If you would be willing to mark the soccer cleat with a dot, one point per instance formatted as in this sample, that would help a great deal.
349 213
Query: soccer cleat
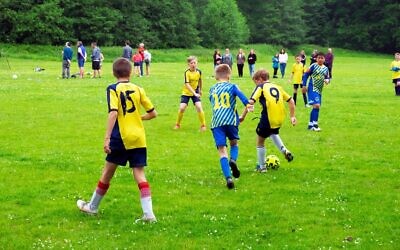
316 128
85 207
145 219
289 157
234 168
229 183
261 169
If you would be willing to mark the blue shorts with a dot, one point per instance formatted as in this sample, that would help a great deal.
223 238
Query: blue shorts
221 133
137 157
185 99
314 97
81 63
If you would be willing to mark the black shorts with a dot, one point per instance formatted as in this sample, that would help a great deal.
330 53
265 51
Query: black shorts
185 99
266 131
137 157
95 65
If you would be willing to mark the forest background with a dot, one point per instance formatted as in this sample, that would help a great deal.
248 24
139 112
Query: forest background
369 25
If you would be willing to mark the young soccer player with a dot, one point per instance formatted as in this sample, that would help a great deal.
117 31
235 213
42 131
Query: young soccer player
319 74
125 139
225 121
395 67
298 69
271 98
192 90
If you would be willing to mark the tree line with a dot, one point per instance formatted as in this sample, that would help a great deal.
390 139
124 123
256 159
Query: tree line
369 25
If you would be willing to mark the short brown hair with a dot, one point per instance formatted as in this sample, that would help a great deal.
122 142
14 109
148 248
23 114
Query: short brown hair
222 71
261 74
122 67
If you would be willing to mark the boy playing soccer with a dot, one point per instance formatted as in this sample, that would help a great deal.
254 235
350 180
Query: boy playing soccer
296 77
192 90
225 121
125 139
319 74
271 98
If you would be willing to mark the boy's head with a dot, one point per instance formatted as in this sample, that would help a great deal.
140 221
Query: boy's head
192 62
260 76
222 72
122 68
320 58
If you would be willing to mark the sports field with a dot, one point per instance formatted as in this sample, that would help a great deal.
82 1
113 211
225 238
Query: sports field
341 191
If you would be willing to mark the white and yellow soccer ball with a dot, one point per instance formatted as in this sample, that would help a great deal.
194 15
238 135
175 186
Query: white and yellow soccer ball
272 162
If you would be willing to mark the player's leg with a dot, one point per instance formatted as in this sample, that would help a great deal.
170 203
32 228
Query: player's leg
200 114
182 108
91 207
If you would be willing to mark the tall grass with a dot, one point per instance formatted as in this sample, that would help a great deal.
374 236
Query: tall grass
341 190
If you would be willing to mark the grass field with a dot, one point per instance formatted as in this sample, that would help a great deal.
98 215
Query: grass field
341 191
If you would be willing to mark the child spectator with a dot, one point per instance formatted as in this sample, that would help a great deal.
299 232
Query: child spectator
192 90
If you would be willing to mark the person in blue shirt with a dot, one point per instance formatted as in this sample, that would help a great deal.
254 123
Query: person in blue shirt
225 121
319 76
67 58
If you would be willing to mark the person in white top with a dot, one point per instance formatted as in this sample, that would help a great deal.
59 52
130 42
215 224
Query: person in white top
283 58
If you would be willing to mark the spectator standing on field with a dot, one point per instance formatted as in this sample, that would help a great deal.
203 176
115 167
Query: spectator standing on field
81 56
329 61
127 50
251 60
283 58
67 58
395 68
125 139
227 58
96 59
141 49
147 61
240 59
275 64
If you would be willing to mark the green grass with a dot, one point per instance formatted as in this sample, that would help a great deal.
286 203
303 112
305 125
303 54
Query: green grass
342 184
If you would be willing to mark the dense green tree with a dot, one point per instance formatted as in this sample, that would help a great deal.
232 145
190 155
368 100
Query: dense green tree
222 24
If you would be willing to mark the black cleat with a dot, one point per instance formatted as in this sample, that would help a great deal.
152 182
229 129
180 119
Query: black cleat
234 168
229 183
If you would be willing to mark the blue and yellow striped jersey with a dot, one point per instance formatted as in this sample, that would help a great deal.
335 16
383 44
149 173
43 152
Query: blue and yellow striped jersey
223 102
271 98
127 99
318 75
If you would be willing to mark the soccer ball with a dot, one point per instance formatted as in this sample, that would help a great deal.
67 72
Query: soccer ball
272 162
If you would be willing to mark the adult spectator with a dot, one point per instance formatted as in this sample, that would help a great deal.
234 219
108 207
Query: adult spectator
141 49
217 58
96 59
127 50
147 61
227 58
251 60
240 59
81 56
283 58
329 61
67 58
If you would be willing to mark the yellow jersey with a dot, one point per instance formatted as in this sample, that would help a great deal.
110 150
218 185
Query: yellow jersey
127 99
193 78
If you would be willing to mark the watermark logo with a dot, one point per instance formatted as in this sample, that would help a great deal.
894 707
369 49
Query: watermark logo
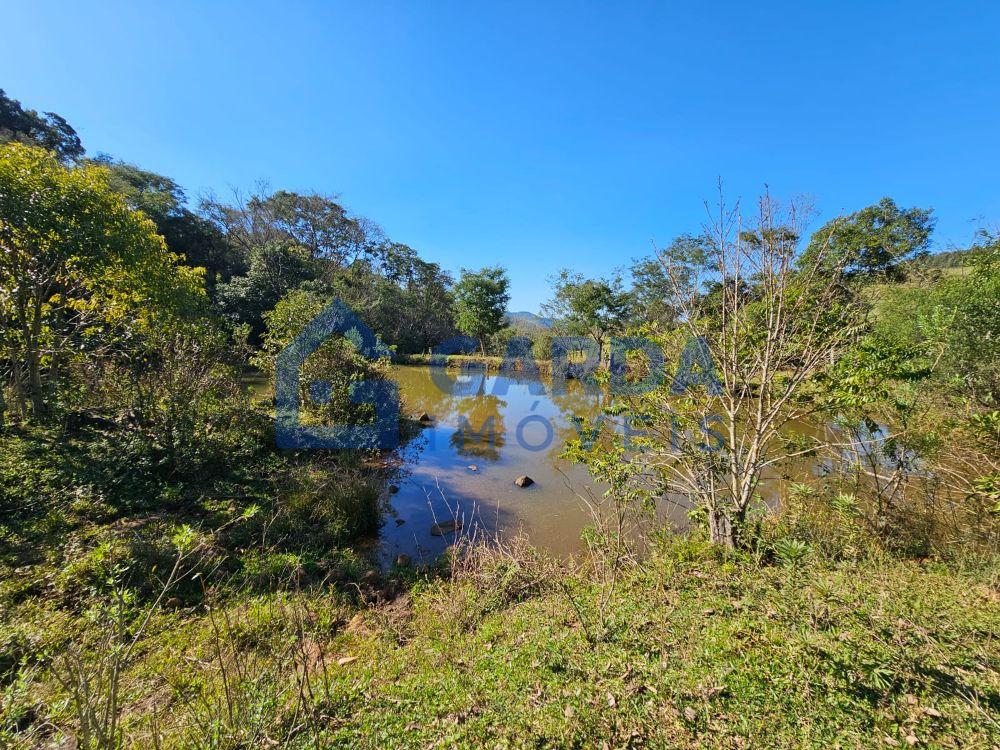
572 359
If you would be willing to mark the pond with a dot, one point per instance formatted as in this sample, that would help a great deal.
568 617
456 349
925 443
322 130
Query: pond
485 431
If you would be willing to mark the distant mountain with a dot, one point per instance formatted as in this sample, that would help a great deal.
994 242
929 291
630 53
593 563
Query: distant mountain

==*==

Look over the listing above and copy each line that contains "mountain".

If you would be willing to mark the distant mountain with a dot, one point per instance formatted as in this sample, that would help a great deal.
Query: distant mountain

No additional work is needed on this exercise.